Challenge:
Edit the items below so that each "Reviewer note" becomes "Checker note" and nothing else changes. Leave the pictures out of your answer.

Labeled-object pointing entries:
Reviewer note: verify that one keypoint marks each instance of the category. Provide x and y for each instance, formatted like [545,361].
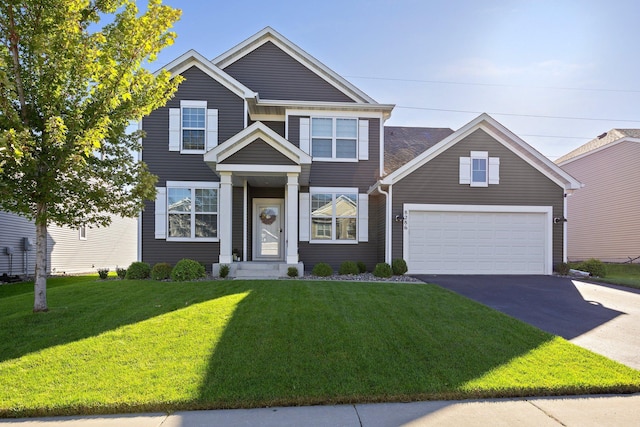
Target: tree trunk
[40,287]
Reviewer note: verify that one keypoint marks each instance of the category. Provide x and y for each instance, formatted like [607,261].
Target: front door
[268,242]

The response:
Checker note: verify that one keypoint marks each instance of the category. Provide x and y for each instance, formatted like [545,361].
Target: tree trunk
[40,287]
Checker note: verify that one keypoint marks each instance of the category. Provide x and y for each instance, formatted like [607,261].
Target: front door
[268,242]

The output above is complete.